Top of MATERIAL TO PROCESS

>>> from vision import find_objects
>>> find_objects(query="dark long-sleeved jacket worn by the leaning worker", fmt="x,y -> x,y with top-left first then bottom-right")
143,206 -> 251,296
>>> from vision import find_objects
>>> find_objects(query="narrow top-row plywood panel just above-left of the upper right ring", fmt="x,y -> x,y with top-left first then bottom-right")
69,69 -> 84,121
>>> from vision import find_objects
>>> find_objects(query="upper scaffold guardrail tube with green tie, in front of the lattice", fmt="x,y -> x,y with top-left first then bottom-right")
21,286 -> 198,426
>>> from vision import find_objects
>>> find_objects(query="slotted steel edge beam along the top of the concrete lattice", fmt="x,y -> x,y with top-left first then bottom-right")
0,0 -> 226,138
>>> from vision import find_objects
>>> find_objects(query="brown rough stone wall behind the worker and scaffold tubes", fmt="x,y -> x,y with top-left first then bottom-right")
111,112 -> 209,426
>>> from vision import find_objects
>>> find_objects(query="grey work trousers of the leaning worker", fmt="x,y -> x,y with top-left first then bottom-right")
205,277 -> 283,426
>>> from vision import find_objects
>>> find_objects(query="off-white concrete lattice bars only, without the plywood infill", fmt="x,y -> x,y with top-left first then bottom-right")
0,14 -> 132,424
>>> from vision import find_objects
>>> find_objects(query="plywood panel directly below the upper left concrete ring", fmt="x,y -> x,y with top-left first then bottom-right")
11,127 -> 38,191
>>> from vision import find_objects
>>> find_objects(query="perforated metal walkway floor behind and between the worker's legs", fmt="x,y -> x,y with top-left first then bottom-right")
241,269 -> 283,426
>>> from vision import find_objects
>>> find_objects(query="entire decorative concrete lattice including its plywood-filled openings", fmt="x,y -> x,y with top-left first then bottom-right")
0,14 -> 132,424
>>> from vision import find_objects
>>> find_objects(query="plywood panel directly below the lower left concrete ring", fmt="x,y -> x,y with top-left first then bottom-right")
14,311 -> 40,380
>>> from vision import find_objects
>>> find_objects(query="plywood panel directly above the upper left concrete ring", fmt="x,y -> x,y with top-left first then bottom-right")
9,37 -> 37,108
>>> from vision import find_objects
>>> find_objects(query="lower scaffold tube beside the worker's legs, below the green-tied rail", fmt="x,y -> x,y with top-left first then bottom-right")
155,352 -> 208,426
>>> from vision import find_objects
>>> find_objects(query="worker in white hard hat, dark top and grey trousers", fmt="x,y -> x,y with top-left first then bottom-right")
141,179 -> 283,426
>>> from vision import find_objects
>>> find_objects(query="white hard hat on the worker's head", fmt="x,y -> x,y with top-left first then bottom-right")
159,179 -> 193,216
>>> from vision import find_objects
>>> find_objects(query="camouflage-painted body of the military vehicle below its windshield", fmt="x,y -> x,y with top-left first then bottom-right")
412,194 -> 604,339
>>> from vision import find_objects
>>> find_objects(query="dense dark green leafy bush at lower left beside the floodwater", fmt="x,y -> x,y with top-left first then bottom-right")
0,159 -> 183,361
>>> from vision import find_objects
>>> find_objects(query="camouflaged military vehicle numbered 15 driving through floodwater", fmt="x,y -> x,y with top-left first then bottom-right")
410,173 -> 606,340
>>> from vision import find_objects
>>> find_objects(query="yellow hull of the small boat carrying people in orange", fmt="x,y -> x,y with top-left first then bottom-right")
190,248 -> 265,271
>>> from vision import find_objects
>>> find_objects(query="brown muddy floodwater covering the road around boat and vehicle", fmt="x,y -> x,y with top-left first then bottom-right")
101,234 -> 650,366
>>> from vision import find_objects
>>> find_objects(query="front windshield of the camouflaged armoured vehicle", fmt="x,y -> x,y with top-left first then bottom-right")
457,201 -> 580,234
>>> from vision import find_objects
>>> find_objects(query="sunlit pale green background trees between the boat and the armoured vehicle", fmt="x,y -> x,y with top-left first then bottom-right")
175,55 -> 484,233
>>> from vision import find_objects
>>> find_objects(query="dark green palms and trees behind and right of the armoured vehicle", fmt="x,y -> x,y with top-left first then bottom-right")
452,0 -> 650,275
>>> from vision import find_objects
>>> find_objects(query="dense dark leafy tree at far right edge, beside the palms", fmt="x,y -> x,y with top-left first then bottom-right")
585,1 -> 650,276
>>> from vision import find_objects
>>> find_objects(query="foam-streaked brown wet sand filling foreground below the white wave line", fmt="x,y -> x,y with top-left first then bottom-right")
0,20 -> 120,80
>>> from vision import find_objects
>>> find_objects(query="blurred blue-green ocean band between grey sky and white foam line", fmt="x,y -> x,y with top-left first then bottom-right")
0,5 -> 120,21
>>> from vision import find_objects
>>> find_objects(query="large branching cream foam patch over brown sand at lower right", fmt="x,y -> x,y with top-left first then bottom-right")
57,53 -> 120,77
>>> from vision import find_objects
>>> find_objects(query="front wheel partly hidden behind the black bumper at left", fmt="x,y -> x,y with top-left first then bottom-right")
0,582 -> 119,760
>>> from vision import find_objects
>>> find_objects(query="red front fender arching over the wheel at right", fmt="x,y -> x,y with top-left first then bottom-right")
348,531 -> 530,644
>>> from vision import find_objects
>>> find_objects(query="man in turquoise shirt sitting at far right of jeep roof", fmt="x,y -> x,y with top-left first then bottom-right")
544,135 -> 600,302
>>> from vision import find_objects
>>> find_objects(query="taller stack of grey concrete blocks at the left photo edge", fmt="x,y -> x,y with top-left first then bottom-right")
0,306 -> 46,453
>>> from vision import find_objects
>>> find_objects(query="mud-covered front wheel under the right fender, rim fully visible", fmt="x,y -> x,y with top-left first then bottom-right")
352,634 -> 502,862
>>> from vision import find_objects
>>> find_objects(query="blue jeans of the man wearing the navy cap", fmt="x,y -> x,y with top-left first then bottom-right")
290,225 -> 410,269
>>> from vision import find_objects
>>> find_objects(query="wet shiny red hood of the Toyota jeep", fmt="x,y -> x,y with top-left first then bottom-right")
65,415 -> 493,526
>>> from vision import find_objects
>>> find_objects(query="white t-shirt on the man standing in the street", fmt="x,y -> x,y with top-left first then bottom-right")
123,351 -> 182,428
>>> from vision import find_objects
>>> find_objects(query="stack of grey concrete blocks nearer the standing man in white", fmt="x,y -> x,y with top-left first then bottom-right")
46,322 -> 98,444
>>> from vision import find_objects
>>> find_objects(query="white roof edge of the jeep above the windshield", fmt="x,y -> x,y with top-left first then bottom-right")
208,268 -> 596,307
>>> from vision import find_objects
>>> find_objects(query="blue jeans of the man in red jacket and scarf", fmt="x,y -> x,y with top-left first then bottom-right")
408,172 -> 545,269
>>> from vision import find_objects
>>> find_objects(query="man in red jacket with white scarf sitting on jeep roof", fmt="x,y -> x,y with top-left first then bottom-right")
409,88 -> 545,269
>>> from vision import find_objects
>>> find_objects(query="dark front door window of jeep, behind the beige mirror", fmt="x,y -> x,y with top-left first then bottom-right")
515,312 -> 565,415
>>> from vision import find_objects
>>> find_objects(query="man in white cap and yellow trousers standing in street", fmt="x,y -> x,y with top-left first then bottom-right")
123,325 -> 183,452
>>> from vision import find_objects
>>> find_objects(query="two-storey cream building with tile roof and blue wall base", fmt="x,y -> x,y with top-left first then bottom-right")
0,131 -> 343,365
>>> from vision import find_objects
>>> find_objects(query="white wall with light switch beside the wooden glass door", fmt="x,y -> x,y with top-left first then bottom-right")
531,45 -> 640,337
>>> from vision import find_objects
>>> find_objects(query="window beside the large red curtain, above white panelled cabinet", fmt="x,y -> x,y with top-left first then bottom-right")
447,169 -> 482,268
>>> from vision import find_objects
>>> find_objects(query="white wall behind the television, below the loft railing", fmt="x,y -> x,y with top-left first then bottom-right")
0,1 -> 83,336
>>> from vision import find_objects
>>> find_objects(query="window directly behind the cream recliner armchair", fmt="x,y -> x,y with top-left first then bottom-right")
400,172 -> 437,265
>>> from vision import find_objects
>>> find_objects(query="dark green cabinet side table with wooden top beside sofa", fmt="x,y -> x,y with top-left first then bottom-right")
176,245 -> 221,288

Bottom of MATERIAL TO PROCESS

- **YOUR ASSIGNMENT**
Restate exactly the lines running from the line with "green cabinet side" to the end of the entries above, both ends included.

- **EXPECTED OUTPUT**
>>> find_objects(query="dark green cabinet side table with wooden top beside sofa", fmt="x,y -> x,y with top-left first then bottom-right")
176,245 -> 221,288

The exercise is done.